The expected output is the complete listing, copied word for word.

═════ Records supplied

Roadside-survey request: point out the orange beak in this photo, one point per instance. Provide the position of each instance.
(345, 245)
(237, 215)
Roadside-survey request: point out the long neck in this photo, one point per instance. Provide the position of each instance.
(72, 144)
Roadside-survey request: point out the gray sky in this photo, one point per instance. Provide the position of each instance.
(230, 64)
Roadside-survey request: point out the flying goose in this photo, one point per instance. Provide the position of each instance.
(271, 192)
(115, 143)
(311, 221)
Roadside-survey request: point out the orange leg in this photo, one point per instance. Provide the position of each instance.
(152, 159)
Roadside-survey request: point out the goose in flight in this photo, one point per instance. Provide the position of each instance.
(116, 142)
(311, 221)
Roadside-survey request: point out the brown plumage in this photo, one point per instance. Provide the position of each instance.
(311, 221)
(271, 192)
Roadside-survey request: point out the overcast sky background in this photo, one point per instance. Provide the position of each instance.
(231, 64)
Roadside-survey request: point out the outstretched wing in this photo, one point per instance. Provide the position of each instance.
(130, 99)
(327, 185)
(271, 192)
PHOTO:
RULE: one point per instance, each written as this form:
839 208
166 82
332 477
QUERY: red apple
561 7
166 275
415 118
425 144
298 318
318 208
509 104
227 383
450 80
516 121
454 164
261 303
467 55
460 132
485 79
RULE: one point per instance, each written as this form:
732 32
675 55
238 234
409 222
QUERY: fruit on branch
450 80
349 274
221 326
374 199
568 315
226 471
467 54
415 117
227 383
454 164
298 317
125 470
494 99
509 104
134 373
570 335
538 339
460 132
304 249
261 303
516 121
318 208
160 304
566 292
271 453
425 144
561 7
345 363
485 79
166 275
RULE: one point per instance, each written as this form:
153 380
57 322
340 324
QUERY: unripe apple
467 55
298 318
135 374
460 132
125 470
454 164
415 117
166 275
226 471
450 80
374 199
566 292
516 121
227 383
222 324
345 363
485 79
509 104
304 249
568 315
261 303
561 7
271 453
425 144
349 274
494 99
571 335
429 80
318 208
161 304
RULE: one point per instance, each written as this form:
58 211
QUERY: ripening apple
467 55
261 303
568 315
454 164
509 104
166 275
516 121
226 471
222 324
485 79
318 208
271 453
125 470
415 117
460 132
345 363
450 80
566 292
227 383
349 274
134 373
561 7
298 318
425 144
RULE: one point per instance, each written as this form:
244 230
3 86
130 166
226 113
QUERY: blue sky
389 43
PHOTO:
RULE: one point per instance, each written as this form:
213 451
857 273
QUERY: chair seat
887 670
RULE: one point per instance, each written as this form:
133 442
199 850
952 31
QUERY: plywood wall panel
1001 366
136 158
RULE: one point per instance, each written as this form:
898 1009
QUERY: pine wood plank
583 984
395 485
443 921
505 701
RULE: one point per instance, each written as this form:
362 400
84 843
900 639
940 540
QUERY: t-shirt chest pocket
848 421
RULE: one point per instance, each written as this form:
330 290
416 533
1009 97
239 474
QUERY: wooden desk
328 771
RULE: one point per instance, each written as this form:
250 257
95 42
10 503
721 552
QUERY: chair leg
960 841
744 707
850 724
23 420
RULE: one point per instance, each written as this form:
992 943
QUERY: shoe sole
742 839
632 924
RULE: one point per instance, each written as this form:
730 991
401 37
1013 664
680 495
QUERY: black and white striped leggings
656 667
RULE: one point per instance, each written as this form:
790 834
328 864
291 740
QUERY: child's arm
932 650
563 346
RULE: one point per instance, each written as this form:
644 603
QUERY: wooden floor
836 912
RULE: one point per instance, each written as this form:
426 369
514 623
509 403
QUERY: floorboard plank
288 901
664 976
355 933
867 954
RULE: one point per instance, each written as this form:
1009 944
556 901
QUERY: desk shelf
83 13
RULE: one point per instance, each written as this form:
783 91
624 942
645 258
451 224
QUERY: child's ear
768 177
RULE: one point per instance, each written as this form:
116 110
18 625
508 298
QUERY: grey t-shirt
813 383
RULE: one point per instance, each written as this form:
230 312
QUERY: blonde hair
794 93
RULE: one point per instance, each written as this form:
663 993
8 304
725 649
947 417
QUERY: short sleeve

══════════

* **Answer to the exercise**:
Roadside-survey request: point out the orange beak in this photo, one point per instance. Provide the position of each instance.
(345, 245)
(237, 215)
Roadside-survey request: point out the long neck in this photo, one point per instance. Provide the position of each instance.
(72, 144)
Roadside-survey request: point out the gray sky in this photo, one point per instance. Provide the position of each instance.
(230, 64)
Roadside-survey request: point out the flying goose in this photo, one point per instance. Provide the position of each instance.
(271, 192)
(115, 143)
(311, 221)
Roadside-survey request: point out the orange leg in this photo, one point per instance. Provide the position of each instance.
(152, 159)
Roadside-survey request: point out the goose in flight in this photo, one point per instance. Provide the position of each instance.
(116, 142)
(311, 221)
Roadside-survey request: point out the brown plumage in this photo, one point per instance. Provide the position of each instance.
(311, 221)
(271, 192)
Roadside-survey request: point out the overcast sky background in this photo, one point per instance. Provide the position of each instance.
(231, 64)
Roadside-survey request: point out the outstretched wing in this photo, one point per instance. Provide the position of each instance.
(130, 99)
(327, 185)
(271, 192)
PHOTO:
RULE: one point per instance, each written as this form:
839 208
166 82
332 477
QUERY: red apple
561 7
166 275
415 118
425 144
298 318
318 208
509 104
227 383
450 80
516 121
454 164
261 303
467 55
460 132
485 79
RULE: one point per instance, each written as this form:
732 32
675 55
238 234
409 222
QUERY: fruit on branch
450 80
349 274
221 326
374 199
568 315
226 471
467 54
415 117
227 383
454 164
298 317
125 470
494 99
509 104
134 373
570 335
538 339
460 132
304 249
261 303
516 121
318 208
160 304
566 292
271 453
425 144
561 7
345 363
485 79
166 275
RULE: one point per instance, each written as this form:
153 380
57 322
340 324
QUERY: unripe apple
467 55
298 318
135 374
460 132
125 470
454 164
415 117
166 275
226 471
450 80
374 199
566 292
516 121
227 383
222 324
345 363
485 79
509 104
304 249
568 315
261 303
561 7
271 453
425 144
349 274
494 99
571 335
429 80
318 208
161 304
RULE: one point per instance, each written as this form:
58 211
QUERY: ripening apple
467 55
261 303
568 315
454 164
509 104
166 275
516 121
226 471
222 324
485 79
318 208
271 453
125 470
415 117
460 132
345 363
450 80
566 292
227 383
349 274
134 373
561 7
298 318
425 144
RULE: one point per instance, each written as this form:
244 230
3 86
130 166
226 113
QUERY: blue sky
389 43
PHOTO:
RULE: one point per instance, each written as this form:
213 451
857 273
QUERY: chair seat
887 670
RULE: one point per instance, each written as this form:
133 442
199 850
952 31
QUERY: plywood wall panel
1001 366
136 158
RULE: one point per instance, each written as this form:
898 1009
QUERY: pine wood plank
583 984
395 485
443 921
505 701
RULE: one point per instance, each written as this form:
362 400
84 843
900 639
940 540
QUERY: t-shirt chest pocket
848 421
RULE: one point per instance, each written as this form:
330 290
416 533
1009 97
239 474
QUERY: wooden desk
328 771
RULE: one point per instance, each written as this form:
250 257
95 42
10 503
721 552
QUERY: chair leg
960 841
744 707
850 724
23 420
RULE: one point per instance, each written as this form:
992 943
QUERY: shoe sole
742 839
632 924
RULE: one point per instance, each written as this form:
730 991
401 37
1013 664
680 495
QUERY: black and white striped leggings
656 667
RULE: one point per instance, each written as this form:
790 834
328 864
291 740
QUERY: child's arm
932 650
563 346
RULE: one point per instance, each written as this form:
644 603
QUERY: wooden floor
836 912
RULE: one point per instance, each written as this form:
426 369
514 623
509 403
QUERY: floorboard plank
288 901
664 976
355 933
867 954
RULE: one point per instance, each written as this form:
1009 944
556 901
QUERY: desk shelf
83 13
RULE: one point per instance, each written as this form:
783 91
624 942
645 258
451 224
QUERY: child's ear
768 177
RULE: one point per instance, each written as this form:
116 110
18 625
508 298
QUERY: grey t-shirt
813 383
RULE: one point per instance, each written as this form:
230 312
QUERY: blonde hair
794 93
RULE: one point per instance, each written as this form:
663 993
8 304
725 649
947 417
QUERY: short sleeve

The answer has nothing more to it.